Given task: Please render the listing from the line containing "In this screenshot, identify the male" through the line containing "[185, 699, 240, 834]" as a two-column CSV with the headers text and box. Each row should pair a sentence beginning "In this screenshot" with the coordinates that follow it, with each field in double quotes and any line breaks replaced by spaces.
====== Record set
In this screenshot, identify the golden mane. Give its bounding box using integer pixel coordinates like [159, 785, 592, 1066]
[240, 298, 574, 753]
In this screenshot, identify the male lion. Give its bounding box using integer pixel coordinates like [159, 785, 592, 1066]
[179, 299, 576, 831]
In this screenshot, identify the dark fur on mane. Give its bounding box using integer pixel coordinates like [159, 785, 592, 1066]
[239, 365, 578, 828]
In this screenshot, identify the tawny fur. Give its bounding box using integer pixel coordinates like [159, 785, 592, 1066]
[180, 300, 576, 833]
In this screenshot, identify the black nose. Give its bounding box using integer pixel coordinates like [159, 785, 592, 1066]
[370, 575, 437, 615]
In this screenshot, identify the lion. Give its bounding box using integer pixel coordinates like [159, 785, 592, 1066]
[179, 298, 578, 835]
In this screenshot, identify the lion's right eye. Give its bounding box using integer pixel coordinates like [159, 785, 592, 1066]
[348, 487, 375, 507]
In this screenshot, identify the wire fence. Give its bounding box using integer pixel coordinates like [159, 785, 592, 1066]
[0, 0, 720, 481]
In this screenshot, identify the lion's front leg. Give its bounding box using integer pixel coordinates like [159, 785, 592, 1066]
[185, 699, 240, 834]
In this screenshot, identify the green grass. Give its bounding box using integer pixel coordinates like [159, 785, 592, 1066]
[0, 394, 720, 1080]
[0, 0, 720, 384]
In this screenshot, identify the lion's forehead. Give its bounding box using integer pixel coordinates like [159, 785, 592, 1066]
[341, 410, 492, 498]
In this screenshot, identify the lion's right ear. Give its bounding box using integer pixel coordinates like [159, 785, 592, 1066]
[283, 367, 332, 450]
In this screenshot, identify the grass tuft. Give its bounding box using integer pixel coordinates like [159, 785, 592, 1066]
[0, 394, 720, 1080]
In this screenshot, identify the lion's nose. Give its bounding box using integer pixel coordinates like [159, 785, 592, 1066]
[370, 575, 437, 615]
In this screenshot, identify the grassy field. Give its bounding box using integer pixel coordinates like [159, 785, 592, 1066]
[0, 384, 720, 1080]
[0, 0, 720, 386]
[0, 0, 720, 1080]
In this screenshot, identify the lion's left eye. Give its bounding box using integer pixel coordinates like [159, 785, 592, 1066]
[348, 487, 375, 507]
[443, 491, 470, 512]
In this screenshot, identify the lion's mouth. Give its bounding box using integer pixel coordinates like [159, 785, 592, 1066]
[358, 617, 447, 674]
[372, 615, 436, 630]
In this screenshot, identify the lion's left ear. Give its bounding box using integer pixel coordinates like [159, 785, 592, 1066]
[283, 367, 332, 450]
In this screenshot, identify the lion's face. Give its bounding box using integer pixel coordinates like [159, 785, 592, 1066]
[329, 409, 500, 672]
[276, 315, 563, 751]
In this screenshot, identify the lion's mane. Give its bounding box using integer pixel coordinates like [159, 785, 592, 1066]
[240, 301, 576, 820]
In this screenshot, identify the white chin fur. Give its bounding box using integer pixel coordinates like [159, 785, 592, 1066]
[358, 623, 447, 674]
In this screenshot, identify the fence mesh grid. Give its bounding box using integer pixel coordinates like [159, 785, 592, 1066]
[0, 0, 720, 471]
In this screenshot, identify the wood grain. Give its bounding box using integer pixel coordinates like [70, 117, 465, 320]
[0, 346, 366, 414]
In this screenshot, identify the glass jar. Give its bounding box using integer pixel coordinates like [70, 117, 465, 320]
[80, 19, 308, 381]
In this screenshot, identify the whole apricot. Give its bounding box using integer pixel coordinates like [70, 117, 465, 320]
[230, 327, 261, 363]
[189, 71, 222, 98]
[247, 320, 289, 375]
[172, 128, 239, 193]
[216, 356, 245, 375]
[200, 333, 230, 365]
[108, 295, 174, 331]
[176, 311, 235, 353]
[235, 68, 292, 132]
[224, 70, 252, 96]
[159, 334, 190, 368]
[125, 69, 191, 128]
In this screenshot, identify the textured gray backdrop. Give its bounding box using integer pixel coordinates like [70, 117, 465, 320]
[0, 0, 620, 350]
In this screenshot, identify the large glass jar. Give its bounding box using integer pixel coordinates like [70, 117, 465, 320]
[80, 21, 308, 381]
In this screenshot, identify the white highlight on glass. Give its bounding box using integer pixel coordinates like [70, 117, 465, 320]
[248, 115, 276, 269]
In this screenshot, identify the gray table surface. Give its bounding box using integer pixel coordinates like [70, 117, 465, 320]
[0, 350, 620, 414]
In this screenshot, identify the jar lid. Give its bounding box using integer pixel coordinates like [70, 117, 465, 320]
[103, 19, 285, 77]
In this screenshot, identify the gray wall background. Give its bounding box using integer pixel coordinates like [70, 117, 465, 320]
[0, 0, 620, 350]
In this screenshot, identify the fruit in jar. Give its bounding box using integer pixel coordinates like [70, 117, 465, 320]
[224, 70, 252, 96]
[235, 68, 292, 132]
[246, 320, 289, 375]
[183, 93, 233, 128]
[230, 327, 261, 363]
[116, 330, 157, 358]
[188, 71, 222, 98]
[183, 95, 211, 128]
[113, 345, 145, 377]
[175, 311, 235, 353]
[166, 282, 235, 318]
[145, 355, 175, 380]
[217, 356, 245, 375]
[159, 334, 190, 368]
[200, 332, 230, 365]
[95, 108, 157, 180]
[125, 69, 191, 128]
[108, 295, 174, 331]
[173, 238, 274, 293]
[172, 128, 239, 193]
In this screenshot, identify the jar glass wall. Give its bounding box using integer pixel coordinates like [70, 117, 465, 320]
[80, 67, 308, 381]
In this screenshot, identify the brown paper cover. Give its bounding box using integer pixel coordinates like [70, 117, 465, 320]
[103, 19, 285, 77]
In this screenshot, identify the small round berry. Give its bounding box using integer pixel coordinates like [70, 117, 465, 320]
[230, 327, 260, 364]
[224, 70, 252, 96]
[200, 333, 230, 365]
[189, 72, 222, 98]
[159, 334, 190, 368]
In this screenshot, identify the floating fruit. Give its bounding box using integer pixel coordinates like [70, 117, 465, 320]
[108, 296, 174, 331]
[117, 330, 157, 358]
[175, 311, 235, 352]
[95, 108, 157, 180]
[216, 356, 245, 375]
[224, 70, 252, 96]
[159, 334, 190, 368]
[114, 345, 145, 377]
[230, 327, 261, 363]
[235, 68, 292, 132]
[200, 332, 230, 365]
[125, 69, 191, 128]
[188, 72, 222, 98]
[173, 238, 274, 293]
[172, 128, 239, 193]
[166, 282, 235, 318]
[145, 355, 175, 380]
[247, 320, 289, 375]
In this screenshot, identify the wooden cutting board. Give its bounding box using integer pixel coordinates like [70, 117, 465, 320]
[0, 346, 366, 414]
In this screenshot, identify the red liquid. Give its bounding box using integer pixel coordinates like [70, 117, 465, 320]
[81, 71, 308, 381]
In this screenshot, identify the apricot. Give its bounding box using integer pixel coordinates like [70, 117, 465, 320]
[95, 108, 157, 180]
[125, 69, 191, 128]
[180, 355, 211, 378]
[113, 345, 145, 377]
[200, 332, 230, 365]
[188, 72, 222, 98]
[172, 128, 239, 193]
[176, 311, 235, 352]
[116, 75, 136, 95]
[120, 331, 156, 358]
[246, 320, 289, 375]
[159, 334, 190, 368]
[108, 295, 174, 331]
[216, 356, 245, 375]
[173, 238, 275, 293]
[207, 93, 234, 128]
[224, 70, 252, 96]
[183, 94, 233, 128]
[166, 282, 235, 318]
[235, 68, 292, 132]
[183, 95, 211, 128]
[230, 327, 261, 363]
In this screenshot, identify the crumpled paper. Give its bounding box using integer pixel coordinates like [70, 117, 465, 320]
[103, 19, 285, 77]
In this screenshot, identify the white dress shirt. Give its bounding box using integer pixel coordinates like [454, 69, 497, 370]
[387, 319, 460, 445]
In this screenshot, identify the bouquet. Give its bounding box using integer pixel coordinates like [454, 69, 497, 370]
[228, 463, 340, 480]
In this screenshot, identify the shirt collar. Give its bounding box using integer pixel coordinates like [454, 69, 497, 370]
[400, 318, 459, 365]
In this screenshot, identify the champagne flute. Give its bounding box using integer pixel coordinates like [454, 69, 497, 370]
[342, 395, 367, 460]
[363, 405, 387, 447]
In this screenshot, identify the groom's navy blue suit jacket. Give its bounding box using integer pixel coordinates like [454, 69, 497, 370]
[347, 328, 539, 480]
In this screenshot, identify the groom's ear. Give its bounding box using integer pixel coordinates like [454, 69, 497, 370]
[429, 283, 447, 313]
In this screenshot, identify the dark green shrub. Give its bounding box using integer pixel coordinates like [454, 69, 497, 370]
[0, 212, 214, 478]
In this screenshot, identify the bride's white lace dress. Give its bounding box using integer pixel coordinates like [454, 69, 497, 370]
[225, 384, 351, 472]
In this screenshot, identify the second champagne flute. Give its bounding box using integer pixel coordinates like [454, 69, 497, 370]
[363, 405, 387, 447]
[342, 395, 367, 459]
============
Response for this exercise:
text,box
"In this screenshot, identify the male lion. Give its bounding box using integer pixel coordinates like [159, 785, 592, 1066]","[179, 299, 576, 831]"
"In this screenshot, identify the dark fur on mane. Give its bounding box using integer pixel coordinates like [159, 785, 592, 1066]","[239, 365, 578, 828]"
"In this screenshot, identify the tawny fur. Give its bounding box using integer pixel coordinates like [159, 785, 592, 1066]","[180, 300, 576, 833]"
"In this screenshot, identify the black nose. Give its bounding box using integer pixel coordinates like [159, 785, 592, 1066]","[370, 575, 437, 615]"
"In this screenshot, identify the lion. Give its bounding box using integer pixel coordinates like [159, 785, 592, 1066]","[179, 298, 578, 835]"
"In this screenshot, identify the lion's right eye. Give its bounding box using integer pixel coordinates like [159, 785, 592, 1066]","[348, 487, 375, 507]"
"In this screenshot, identify the wire fence. Give its bounding box using integer pixel coordinates like [159, 785, 592, 1066]","[0, 0, 720, 481]"
"In this screenshot, identify the lion's front leg. Give its bounding box using integer pixel coordinates like [159, 785, 592, 1066]","[185, 699, 240, 834]"